Exercise instructions :: Retype the whole listing verbatim and keep the pictures out of it.
[Begin Supplied material]
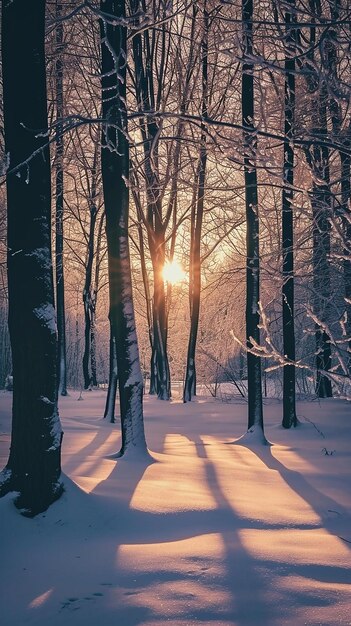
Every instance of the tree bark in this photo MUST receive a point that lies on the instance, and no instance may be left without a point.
(254, 382)
(289, 396)
(109, 412)
(196, 229)
(88, 295)
(60, 287)
(115, 177)
(34, 464)
(320, 195)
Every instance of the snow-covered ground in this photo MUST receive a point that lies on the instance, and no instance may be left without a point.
(204, 532)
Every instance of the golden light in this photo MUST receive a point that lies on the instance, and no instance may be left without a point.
(173, 272)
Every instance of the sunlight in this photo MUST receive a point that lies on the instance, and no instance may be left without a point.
(173, 272)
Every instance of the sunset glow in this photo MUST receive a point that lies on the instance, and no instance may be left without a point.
(173, 272)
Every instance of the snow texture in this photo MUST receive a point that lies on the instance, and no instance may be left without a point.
(200, 532)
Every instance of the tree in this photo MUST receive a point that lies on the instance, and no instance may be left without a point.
(289, 403)
(59, 182)
(33, 468)
(254, 383)
(196, 225)
(115, 177)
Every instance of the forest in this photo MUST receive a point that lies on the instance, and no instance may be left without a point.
(175, 242)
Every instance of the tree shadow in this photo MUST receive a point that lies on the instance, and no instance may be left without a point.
(320, 503)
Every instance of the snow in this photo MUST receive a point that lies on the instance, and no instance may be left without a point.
(201, 531)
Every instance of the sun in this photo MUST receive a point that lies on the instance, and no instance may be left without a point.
(173, 272)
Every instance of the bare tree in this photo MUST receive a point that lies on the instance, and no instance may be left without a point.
(34, 465)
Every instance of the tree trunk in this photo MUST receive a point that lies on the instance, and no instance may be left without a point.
(88, 295)
(255, 411)
(112, 382)
(195, 256)
(60, 289)
(289, 397)
(318, 160)
(321, 213)
(34, 464)
(115, 174)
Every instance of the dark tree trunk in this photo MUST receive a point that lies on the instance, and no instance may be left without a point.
(34, 464)
(115, 174)
(60, 288)
(93, 362)
(196, 229)
(156, 222)
(289, 397)
(321, 213)
(112, 382)
(159, 313)
(255, 411)
(318, 160)
(343, 136)
(88, 295)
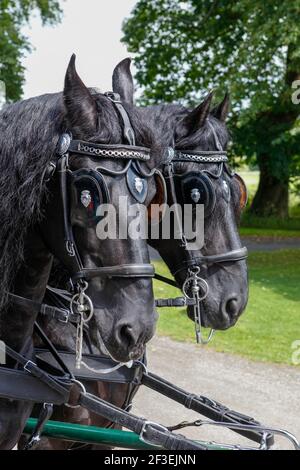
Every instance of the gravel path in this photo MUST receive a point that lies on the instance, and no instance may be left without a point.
(270, 393)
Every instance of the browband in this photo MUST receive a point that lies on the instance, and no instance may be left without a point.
(200, 156)
(109, 151)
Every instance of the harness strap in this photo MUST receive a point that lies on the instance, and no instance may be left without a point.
(149, 432)
(62, 315)
(205, 406)
(121, 270)
(174, 302)
(30, 367)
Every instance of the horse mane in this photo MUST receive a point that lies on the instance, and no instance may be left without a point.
(29, 131)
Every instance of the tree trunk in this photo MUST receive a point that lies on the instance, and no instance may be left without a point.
(272, 196)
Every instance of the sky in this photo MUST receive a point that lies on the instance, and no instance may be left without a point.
(91, 29)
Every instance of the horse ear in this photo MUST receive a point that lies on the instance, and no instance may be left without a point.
(123, 81)
(194, 119)
(221, 111)
(79, 103)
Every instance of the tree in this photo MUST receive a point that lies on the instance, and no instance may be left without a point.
(249, 47)
(14, 14)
[End Supplied material]
Written response ::
Every instance of the tree bark in this photo MUST receive a point that lies on the instance, and no instance may be left without a point.
(254, 382)
(289, 396)
(109, 412)
(196, 229)
(88, 295)
(60, 287)
(115, 177)
(34, 464)
(320, 195)
Every instance of the snow-covered ground in this photo MUST receive a point that lies on the instance, and no instance may be left without a point.
(204, 532)
Every instance of the golden light in this photo MUST receive a point that lies on the instance, and no instance may be left without a point.
(173, 272)
Every instance of the sunlight in this photo MUST receive a point that lies on the instance, and no instance may be left without a point.
(173, 272)
Every instance of the sunset glow in this photo MUST receive a point that lies on the instance, and no instance may be left without a point.
(173, 272)
Every instance of the snow texture in this photo MUST receive a point that lies on the instance, and no instance may be left without a point.
(200, 532)
Every instance of the tree in this photo MUST receive a point that lies on the instance, and no instance may be left without a point.
(289, 403)
(59, 182)
(33, 468)
(254, 383)
(196, 225)
(115, 177)
Every instance of the forest in this photo MUST receive a point that lies on the instance, and no instance may be left without a point.
(175, 242)
Every instance of the tree shadow in this photo MUST receive a point that lies on the instance, and no instance may be left without a point.
(320, 503)
Every instance of the snow in this photo MUST receive a point that lies on the instance, and no instance may be left without a point.
(201, 531)
Every instance of the sun in this photo MUST receive a point that lies on the instance, and no instance may be left without a point.
(173, 272)
Every instance of the bare tree in this photo MUST receive a point that lies on the instance, and no instance may be left without a point.
(34, 465)
Every instance of the tree trunk in this photo MUST receive a point that lies on the instance, and no instance may be left without a point.
(88, 295)
(255, 411)
(112, 382)
(195, 256)
(60, 289)
(289, 397)
(318, 160)
(321, 213)
(34, 464)
(115, 174)
Every instance of the dark tree trunk in this photo MUST receive a point that lies on the instance, and no instance may be left without a point.
(34, 464)
(115, 174)
(60, 288)
(93, 362)
(196, 229)
(156, 222)
(289, 397)
(321, 213)
(112, 382)
(159, 313)
(255, 411)
(318, 160)
(343, 136)
(88, 295)
Every instance of the gravel path in this photo MUST receive a point that lies on the instance, and no instance may be left without a point.
(270, 393)
Every instance of the browband in this photo MUST receive a point that lies on the instance, and no instance may be left without a point.
(200, 156)
(109, 151)
Every instance of the harness strap in this photo MUST receive a point that lies on the instance, and no instance may be left without a point.
(149, 432)
(62, 315)
(205, 406)
(121, 270)
(174, 302)
(30, 367)
Every instance of the horse mane in this photo MUST receive a point that lies on the instance, and no instance may be left without a point.
(29, 131)
Every instance of the tree trunk in this photo MUST receive a point that lies on the instance, and no instance may be left without a point.
(272, 196)
Every instance of the sky in this photo MUST receive a point that lies on the instance, and no instance may be left without a point.
(91, 29)
Every instance of the horse ear in this photo MUST receive a point that lies on the instance, and no instance may be left without a point.
(123, 81)
(194, 119)
(221, 111)
(79, 103)
Every instance of the tree in this photo MUST receive a point that lies on the instance, and no instance may be left without a point.
(249, 47)
(14, 14)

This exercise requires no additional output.